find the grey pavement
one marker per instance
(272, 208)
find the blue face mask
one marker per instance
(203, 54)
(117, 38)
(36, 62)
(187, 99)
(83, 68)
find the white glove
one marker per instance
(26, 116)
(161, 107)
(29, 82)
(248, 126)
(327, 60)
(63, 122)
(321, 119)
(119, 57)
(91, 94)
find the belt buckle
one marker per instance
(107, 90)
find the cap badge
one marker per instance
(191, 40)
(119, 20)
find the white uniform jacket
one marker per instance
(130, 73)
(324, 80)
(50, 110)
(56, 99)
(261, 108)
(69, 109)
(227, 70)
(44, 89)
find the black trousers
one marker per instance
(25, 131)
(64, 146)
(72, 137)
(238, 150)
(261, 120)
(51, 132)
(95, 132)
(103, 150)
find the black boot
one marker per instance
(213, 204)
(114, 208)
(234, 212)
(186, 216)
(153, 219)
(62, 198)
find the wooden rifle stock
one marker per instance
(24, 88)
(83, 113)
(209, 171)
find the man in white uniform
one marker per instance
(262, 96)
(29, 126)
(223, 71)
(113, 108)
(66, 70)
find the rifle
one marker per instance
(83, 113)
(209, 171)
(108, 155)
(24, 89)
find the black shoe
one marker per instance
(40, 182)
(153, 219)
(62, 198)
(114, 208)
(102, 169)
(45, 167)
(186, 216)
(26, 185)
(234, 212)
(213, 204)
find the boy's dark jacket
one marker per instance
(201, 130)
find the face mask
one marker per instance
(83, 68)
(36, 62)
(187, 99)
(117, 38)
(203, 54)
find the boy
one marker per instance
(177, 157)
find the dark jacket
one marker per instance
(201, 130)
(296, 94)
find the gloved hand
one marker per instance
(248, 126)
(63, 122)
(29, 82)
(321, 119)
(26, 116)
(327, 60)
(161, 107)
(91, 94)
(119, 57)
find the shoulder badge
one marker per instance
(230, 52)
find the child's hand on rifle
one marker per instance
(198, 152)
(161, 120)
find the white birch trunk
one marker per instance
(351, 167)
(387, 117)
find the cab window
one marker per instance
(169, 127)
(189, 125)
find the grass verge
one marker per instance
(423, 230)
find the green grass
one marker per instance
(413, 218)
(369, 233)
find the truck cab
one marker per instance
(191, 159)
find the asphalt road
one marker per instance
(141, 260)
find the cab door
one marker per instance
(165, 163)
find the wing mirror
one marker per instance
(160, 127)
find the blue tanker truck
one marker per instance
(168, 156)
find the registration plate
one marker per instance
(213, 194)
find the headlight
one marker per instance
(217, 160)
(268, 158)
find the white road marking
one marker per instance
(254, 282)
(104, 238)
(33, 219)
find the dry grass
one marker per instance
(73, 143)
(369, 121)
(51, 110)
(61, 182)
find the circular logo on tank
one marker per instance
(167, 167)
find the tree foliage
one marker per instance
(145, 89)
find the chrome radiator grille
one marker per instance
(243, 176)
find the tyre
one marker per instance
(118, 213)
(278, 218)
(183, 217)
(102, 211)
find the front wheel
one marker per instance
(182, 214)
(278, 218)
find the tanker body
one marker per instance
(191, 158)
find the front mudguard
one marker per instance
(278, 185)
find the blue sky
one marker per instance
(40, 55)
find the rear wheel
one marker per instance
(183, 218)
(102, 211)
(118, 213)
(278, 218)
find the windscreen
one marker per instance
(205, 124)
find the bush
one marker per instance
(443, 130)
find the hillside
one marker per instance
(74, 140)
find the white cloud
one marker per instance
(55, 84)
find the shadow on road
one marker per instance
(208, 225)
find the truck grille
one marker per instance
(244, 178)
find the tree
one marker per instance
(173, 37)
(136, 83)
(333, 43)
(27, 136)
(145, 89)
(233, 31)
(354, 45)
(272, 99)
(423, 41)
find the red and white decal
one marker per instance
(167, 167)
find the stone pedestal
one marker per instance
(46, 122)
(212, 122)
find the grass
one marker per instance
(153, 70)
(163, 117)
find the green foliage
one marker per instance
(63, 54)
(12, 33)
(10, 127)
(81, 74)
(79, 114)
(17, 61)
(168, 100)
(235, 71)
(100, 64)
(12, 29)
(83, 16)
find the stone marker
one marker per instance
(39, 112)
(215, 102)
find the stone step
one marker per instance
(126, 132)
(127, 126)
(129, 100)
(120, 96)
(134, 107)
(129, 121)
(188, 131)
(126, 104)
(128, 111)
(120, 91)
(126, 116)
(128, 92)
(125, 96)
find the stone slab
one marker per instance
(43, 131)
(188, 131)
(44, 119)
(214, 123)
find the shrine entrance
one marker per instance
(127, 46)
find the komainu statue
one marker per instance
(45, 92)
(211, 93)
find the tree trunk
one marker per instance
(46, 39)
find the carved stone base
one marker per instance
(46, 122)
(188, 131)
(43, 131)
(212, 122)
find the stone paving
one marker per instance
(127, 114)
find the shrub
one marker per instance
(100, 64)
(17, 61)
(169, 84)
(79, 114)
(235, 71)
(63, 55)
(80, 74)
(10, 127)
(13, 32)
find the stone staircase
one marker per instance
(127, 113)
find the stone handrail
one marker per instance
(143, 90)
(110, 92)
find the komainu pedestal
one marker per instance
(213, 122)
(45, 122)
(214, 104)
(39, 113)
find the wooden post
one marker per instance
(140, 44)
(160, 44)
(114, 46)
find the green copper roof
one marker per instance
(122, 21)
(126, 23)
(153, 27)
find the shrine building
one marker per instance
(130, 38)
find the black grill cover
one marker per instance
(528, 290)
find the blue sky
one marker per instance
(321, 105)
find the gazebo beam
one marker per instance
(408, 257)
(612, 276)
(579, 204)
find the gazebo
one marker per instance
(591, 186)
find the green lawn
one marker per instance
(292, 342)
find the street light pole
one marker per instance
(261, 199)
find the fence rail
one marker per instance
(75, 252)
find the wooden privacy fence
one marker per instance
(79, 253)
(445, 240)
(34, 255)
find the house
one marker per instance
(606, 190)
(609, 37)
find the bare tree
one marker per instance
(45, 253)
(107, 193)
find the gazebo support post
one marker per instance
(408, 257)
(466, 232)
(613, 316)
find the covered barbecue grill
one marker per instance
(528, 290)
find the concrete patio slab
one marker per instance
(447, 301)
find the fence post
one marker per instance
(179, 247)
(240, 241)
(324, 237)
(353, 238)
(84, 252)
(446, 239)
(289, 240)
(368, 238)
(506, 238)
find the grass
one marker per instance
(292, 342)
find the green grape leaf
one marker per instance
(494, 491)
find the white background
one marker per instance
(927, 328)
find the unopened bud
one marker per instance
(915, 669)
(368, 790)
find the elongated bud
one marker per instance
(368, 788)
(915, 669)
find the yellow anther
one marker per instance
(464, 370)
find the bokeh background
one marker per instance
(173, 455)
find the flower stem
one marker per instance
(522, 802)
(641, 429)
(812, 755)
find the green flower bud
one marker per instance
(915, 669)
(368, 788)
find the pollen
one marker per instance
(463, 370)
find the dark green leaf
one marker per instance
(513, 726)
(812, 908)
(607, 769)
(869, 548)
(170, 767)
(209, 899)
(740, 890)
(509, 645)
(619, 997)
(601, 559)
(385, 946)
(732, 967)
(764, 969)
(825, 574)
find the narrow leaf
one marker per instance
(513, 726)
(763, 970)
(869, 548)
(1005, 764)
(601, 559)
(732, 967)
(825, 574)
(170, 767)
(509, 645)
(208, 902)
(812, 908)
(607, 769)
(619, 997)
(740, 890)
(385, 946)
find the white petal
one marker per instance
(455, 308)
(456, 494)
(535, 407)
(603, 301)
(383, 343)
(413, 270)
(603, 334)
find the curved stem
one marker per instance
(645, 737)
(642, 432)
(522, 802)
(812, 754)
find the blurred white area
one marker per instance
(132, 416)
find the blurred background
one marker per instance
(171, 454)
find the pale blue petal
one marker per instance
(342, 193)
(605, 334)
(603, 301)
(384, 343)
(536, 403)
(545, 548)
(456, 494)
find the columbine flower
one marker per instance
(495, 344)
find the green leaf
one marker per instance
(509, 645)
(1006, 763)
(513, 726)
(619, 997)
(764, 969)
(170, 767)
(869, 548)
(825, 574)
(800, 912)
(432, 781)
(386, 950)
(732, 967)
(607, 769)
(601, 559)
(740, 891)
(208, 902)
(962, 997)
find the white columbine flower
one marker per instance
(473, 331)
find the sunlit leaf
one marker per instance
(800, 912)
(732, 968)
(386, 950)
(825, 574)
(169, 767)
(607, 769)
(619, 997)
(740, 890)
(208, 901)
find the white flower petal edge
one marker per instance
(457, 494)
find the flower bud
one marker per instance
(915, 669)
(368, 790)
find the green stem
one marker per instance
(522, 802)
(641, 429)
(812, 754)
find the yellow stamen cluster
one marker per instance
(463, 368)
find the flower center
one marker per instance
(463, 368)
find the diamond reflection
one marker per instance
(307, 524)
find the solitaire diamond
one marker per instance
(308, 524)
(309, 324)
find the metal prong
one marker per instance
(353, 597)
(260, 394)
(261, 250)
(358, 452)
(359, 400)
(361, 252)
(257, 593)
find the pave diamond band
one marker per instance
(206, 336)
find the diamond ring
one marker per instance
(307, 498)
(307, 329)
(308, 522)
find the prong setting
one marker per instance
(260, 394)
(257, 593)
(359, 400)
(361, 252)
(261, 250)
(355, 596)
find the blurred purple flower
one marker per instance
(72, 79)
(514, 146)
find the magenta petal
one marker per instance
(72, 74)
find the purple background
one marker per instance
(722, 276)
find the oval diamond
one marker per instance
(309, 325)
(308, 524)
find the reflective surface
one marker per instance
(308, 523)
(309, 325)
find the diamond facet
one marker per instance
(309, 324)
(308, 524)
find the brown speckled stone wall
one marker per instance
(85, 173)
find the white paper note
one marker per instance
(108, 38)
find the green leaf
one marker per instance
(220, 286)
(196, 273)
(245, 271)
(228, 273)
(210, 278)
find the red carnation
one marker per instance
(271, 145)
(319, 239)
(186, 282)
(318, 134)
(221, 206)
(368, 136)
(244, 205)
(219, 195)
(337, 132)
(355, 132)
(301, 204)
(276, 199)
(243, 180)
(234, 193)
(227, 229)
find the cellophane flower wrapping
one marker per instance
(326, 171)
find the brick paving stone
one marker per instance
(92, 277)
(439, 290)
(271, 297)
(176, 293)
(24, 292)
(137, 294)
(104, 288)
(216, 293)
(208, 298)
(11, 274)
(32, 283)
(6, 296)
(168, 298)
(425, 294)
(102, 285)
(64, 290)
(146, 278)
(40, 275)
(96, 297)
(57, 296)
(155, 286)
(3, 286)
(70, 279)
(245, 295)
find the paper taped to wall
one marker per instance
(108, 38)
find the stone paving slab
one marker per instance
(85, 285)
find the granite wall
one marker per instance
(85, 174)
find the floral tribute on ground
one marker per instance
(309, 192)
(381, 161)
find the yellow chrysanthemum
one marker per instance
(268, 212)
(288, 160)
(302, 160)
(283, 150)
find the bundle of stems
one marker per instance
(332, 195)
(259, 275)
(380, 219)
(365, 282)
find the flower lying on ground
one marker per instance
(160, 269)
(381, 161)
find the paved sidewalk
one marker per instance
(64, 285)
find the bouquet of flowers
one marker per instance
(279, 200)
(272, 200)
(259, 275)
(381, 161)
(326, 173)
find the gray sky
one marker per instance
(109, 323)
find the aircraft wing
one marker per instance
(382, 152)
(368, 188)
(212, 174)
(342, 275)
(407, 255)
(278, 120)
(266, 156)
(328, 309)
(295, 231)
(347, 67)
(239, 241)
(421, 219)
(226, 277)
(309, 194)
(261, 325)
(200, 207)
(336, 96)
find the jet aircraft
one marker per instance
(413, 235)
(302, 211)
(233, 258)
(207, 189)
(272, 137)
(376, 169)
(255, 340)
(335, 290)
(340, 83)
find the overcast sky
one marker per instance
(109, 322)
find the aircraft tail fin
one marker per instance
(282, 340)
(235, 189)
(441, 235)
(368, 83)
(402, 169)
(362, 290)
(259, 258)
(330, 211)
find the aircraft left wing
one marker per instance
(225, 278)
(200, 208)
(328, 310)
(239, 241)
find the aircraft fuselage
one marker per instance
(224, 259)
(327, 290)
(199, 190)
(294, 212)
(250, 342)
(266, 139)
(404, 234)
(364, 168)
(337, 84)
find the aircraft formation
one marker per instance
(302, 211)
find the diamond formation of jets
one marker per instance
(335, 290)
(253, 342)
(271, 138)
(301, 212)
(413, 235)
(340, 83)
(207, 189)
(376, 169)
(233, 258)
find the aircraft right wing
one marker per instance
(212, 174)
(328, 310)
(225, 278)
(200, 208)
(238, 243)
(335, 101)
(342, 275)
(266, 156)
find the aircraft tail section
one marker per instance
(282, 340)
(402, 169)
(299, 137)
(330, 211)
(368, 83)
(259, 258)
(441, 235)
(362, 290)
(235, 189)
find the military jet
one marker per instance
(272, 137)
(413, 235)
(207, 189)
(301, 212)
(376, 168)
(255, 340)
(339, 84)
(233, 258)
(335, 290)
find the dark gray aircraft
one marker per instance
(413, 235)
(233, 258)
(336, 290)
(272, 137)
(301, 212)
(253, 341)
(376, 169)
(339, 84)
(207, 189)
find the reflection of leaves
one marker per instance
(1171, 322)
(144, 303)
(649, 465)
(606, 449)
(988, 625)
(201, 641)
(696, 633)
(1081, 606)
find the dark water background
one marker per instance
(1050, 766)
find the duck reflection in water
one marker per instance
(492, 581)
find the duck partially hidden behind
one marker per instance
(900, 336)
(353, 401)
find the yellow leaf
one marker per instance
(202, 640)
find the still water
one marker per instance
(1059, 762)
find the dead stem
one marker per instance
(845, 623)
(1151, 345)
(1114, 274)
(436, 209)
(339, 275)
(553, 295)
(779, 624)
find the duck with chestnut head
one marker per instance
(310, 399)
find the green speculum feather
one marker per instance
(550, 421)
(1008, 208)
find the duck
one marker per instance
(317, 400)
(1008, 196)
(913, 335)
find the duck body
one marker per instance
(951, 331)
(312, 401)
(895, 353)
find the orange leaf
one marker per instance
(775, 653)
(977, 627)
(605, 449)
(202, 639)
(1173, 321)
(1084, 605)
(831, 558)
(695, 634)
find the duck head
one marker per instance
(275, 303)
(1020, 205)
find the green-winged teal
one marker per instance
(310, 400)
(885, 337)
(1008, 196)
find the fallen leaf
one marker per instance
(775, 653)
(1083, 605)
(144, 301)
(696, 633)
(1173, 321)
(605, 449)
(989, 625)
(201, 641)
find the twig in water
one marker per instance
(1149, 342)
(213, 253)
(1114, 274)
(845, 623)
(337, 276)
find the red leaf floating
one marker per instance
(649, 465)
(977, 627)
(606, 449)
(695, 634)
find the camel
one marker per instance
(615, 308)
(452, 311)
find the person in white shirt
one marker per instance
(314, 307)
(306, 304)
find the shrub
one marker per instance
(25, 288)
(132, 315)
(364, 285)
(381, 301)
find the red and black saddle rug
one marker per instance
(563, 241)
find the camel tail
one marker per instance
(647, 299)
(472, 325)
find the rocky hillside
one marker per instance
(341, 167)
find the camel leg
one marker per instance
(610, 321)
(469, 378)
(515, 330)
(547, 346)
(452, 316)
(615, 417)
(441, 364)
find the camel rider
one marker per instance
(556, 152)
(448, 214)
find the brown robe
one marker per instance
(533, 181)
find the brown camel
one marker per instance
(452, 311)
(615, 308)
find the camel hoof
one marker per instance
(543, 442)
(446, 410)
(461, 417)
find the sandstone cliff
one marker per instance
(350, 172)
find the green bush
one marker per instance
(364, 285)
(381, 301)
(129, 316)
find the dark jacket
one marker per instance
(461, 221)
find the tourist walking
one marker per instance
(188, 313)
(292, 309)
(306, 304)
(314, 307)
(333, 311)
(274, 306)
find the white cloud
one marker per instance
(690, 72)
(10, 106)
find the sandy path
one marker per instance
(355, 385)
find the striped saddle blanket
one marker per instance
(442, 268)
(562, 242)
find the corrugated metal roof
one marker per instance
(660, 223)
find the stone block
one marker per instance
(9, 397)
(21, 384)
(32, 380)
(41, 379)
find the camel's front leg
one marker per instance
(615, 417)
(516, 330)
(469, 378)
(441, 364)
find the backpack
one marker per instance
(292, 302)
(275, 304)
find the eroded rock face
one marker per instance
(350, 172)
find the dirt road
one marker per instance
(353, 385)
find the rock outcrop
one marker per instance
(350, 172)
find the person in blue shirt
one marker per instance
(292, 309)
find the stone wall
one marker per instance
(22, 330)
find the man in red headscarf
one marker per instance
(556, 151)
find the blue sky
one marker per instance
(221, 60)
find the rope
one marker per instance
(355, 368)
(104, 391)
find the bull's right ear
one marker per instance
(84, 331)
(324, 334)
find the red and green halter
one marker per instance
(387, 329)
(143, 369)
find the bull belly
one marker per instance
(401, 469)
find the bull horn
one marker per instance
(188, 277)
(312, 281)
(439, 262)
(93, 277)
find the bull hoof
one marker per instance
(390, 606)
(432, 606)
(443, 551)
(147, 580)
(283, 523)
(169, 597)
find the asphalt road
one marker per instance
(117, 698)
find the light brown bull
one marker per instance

-.-.-

# [What the task requires]
Begin with the line that contains "find the sandy path" and set down each line exactly until the records above end, including the final line.

# [Solution]
find the sandy path
one marker per instance
(355, 385)
find the striped saddle blanket
one marker per instance
(442, 268)
(562, 242)
find the corrugated metal roof
one marker per instance
(660, 223)
find the stone block
one marker per instance
(9, 397)
(21, 384)
(32, 380)
(41, 379)
find the camel's front leg
one marker per instance
(615, 417)
(516, 330)
(469, 378)
(441, 364)
find the backpack
one marker per instance
(292, 302)
(275, 304)
find the eroded rock face
one marker per instance
(350, 172)
find the dirt road
one marker per instance
(353, 385)
find the rock outcrop
one marker per instance
(350, 172)
find the person in blue shirt
one marker per instance
(292, 309)
find the stone wall
one marker per instance
(22, 330)
find the man in red headscarf
one marker per instance
(556, 151)
find the blue sky
one marker per instance
(221, 60)
find the rope
one marker per instance
(355, 368)
(104, 391)
find the bull's right ear
one marker per instance
(84, 331)
(324, 334)
find the red and green halter
one marker per instance
(387, 329)
(143, 369)
find the bull belly
one marker per instance
(401, 469)
find the bull horn
one marker per instance
(188, 277)
(312, 281)
(439, 262)
(93, 277)
find the bull hoof
one marker per instance
(390, 606)
(432, 606)
(443, 551)
(147, 580)
(283, 523)
(169, 597)
find the asphalt road
one marker per instance
(117, 698)
find the light brown bull
one marker per instance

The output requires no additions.